→ Problem: The records below are to be retyped in full. Keep every word.

[Provided material — start]

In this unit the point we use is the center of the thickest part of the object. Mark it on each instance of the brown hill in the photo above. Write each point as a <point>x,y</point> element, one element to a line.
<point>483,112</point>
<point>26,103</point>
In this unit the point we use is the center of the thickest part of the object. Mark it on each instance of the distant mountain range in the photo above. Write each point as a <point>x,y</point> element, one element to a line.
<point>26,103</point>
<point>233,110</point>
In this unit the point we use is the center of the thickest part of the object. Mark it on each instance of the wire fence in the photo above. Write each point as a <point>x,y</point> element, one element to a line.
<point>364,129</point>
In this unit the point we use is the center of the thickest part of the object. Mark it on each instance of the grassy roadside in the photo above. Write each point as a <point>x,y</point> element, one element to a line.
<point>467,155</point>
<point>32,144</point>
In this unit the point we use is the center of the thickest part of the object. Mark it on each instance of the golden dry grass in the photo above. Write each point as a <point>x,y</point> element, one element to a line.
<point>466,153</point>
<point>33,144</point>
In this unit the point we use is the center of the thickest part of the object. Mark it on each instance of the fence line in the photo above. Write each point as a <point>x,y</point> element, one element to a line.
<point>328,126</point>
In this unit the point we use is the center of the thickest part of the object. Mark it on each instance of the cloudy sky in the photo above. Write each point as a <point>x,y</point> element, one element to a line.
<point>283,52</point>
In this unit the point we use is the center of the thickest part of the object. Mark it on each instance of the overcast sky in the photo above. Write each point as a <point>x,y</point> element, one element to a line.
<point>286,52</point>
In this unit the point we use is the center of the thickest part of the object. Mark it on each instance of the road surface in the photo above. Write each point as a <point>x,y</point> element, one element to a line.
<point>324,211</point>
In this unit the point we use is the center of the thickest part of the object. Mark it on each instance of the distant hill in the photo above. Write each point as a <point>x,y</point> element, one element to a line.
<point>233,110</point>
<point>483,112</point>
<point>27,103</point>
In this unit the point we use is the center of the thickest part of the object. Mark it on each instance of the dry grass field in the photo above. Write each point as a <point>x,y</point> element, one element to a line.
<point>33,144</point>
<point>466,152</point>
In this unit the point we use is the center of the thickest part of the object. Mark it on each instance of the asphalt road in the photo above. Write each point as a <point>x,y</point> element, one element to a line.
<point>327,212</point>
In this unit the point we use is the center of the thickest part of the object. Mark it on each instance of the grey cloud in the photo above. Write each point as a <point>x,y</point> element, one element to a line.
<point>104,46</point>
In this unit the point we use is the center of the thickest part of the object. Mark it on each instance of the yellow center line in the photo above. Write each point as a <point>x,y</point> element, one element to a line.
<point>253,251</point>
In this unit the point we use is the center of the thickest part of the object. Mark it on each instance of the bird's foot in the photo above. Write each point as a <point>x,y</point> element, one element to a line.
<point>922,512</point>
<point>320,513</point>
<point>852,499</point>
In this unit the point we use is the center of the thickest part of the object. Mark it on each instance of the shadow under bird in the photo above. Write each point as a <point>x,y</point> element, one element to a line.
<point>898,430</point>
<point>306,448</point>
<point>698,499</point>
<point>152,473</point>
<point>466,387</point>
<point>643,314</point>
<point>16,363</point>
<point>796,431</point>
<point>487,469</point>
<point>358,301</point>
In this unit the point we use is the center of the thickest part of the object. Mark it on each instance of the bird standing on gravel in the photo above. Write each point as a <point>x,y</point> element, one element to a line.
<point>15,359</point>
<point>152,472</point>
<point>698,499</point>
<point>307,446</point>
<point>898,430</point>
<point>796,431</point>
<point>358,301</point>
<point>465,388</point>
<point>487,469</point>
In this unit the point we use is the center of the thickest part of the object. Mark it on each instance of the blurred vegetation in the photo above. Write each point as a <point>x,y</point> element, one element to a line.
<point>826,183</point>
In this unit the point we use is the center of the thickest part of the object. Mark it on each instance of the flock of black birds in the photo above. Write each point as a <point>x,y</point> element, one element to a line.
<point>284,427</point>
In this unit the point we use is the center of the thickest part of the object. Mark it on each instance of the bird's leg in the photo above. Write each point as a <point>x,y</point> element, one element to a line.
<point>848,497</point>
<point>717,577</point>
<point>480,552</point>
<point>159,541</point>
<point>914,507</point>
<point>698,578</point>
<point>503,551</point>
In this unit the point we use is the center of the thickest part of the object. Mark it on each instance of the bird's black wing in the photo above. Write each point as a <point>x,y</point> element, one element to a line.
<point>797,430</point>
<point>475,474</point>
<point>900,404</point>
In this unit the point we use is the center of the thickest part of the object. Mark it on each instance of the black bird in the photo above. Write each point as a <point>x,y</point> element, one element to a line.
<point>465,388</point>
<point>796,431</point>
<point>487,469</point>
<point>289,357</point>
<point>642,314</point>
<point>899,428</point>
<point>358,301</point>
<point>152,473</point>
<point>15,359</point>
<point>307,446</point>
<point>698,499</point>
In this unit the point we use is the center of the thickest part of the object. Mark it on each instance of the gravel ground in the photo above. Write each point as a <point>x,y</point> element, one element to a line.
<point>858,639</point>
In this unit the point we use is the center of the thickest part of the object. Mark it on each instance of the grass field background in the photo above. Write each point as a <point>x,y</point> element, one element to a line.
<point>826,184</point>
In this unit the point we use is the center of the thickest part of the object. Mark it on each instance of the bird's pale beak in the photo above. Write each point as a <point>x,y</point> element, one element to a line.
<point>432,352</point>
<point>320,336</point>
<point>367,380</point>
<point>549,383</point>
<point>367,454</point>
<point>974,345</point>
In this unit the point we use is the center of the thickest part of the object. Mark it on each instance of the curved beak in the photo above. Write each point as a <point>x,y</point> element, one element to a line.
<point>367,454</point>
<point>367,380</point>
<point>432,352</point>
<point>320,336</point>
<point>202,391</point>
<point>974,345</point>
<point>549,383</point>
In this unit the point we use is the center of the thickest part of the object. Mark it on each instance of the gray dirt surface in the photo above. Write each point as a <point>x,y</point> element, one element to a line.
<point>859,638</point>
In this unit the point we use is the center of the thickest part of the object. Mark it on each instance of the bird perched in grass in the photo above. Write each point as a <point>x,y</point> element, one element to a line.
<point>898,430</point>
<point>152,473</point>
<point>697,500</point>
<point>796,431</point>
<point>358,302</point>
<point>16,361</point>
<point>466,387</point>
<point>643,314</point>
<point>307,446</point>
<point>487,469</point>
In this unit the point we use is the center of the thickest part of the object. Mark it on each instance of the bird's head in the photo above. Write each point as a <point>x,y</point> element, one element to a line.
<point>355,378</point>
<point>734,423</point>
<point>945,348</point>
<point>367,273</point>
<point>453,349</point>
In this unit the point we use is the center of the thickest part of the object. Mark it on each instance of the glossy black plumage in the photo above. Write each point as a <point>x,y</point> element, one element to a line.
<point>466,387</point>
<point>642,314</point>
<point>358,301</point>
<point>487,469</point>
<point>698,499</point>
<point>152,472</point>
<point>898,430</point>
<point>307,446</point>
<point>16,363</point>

[Provided material — finish]

→ Response to the exercise:
In this unit the point we use is the center of the thickest part of the object. Mark it on each instance of the brown hill in the photo above. Write each point as a <point>x,y</point> element, one element to a line.
<point>483,112</point>
<point>26,103</point>
In this unit the point we use is the center of the thickest part of the object. Mark it on each instance of the distant mountain range in the photo above. Write each point as a <point>x,y</point> element, one element to a line.
<point>26,103</point>
<point>233,110</point>
In this unit the point we use is the center of the thickest part of the object. Mark it on each instance of the wire fence in the photo above. Write each point as a <point>x,y</point> element, one element to a line.
<point>364,129</point>
In this unit the point we use is the center of the thickest part of the object. Mark it on each instance of the grassy roadside in the photo above. Write each point as a <point>x,y</point> element, one element to a line.
<point>467,155</point>
<point>32,144</point>
In this unit the point we use is the center of the thickest part of the object. Mark it on each instance of the golden dry grass in the photo above. Write each point as a <point>x,y</point> element, one element to a line.
<point>466,153</point>
<point>33,144</point>
In this unit the point we use is the center of the thickest part of the object. Mark it on each instance of the fence line in the photo above. Write each point as a <point>x,y</point> element, one element to a line.
<point>328,126</point>
In this unit the point we use is the center of the thickest part of the object. Mark it on each instance of the cloudy sky in the photo above. Write each point as a <point>x,y</point> element, one element to a line.
<point>283,52</point>
In this unit the point we use is the center of the thickest part of the object. Mark it on each instance of the overcast sky in the photo above. Write each point as a <point>x,y</point> element, one element to a line.
<point>286,52</point>
In this unit the point we use is the center of the thickest part of the object. Mark it on each instance of the road surface in the photo above. Write each point as a <point>x,y</point> element, one element to a line.
<point>324,211</point>
In this unit the point we use is the center of the thickest part of the object. Mark it on each instance of the distant hill in the photo above. Write each point as a <point>x,y</point> element, one element to a line.
<point>233,110</point>
<point>483,112</point>
<point>27,103</point>
In this unit the point we use is the center of the thickest part of the object. Mark it on each instance of the dry grass field in the photo above. Write each point as a <point>x,y</point> element, one element to a line.
<point>33,144</point>
<point>466,152</point>
In this unit the point we use is the center of the thickest part of the object. Mark it on each instance of the asphalt road in the photo above. Write each point as a <point>x,y</point> element, one element to a line.
<point>327,212</point>
In this unit the point we use is the center of the thickest part of the object. Mark it on each instance of the grey cloud in the photo above. Write each point as a <point>x,y</point> element, one element to a line.
<point>104,46</point>
In this unit the point we use is the center of the thickest part of the object. Mark it on each instance of the yellow center line in the photo above. Write each point as a <point>x,y</point> element, one element to a line.
<point>253,251</point>
In this unit the point we use is the center of the thickest part of the object. Mark it on each instance of the bird's foot in the photo above. Write each point as a <point>x,y</point> element, one element to a line.
<point>922,512</point>
<point>320,513</point>
<point>852,499</point>
In this unit the point we use is the center of the thickest part of the object. Mark it on each instance of the shadow under bird in the photo above. Write each point as a <point>x,y</point> element, one element to a line.
<point>898,430</point>
<point>306,448</point>
<point>698,499</point>
<point>152,473</point>
<point>466,387</point>
<point>643,314</point>
<point>16,363</point>
<point>796,431</point>
<point>487,469</point>
<point>358,301</point>
In this unit the point we use is the center of the thickest part of the object. Mark it on each instance of the bird standing on gravel in the photo above. Write each point as a <point>x,y</point> element, one element to a line.
<point>15,359</point>
<point>152,472</point>
<point>698,499</point>
<point>307,446</point>
<point>898,430</point>
<point>796,431</point>
<point>358,301</point>
<point>465,388</point>
<point>487,469</point>
In this unit the point we use is the center of the thickest part of the object. Mark it on each instance of the blurred vegetation in the photo above. Write each point as a <point>x,y</point> element, one element to a line.
<point>826,183</point>
In this unit the point we use is the center of the thickest part of the object. Mark it on each instance of the flock of black birds in the photo above. Write each point as a <point>x,y</point> element, one element to a line.
<point>284,427</point>
In this unit the point we use is the center of the thickest part of the object. Mark it on each instance of the bird's leg in the photo above. Write each point as a <point>x,y</point> element, one element to a line.
<point>848,497</point>
<point>717,577</point>
<point>480,552</point>
<point>159,541</point>
<point>914,507</point>
<point>698,578</point>
<point>503,551</point>
In this unit the point we use is the center of the thickest part of the object. Mark it on each instance of the bird's black wing in the photo above. Write each point as a <point>x,y</point> element, one element to a line.
<point>797,430</point>
<point>475,474</point>
<point>900,404</point>
In this unit the point we use is the center of the thickest part of the object. Mark it on each instance of the black bird in the photo above. Write each point as a <point>x,y</point> element, one element to a line.
<point>465,388</point>
<point>796,431</point>
<point>487,469</point>
<point>289,357</point>
<point>642,314</point>
<point>899,428</point>
<point>358,301</point>
<point>152,473</point>
<point>15,359</point>
<point>307,446</point>
<point>698,499</point>
In this unit the point we use is the center of the thickest part of the object. Mark it on each instance of the gravel ground in the photo above. Write each point as a <point>x,y</point> element, one element to a line.
<point>858,639</point>
In this unit the point we use is the center of the thickest part of the object. Mark it on each instance of the grass field background in the photo above. Write each point as a <point>x,y</point> element, one element to a line.
<point>826,184</point>
In this unit the point we use is the center of the thickest part of the object. Mark it on each instance of the bird's pale beak in the photo above. Write each point as a <point>x,y</point> element, one element to a line.
<point>432,352</point>
<point>320,336</point>
<point>367,380</point>
<point>549,383</point>
<point>367,454</point>
<point>974,345</point>
In this unit the point we use is the center of the thickest part of the object. Mark it on each instance of the curved beak in the photo above. Write each point as a <point>x,y</point> element, one element to a line.
<point>367,454</point>
<point>367,380</point>
<point>432,352</point>
<point>320,336</point>
<point>202,391</point>
<point>974,345</point>
<point>549,383</point>
In this unit the point we use is the center of the thickest part of the object. Mark it on each instance of the gray dirt surface in the photo above. Write each point as a <point>x,y</point> element, one element to a line.
<point>859,638</point>
In this unit the point we use is the center of the thickest part of the object. Mark it on each instance of the bird perched in grass in the photo above. Write each point as a <point>x,y</point> element, one element to a line.
<point>898,430</point>
<point>152,473</point>
<point>697,500</point>
<point>796,431</point>
<point>358,302</point>
<point>16,361</point>
<point>466,387</point>
<point>643,314</point>
<point>307,446</point>
<point>487,469</point>
In this unit the point we use is the center of the thickest part of the object. Mark it on each instance of the bird's head in the photo above. Write each point as a <point>x,y</point> element, one element to a line.
<point>355,378</point>
<point>734,423</point>
<point>945,348</point>
<point>367,273</point>
<point>453,349</point>
In this unit the point we use is the center of the thickest part of the object. Mark it on each instance of the glossy black plumage in the photo above. Write each point as a <point>x,y</point> element, one element to a line.
<point>466,387</point>
<point>642,314</point>
<point>358,301</point>
<point>487,469</point>
<point>698,499</point>
<point>152,472</point>
<point>898,430</point>
<point>307,446</point>
<point>16,363</point>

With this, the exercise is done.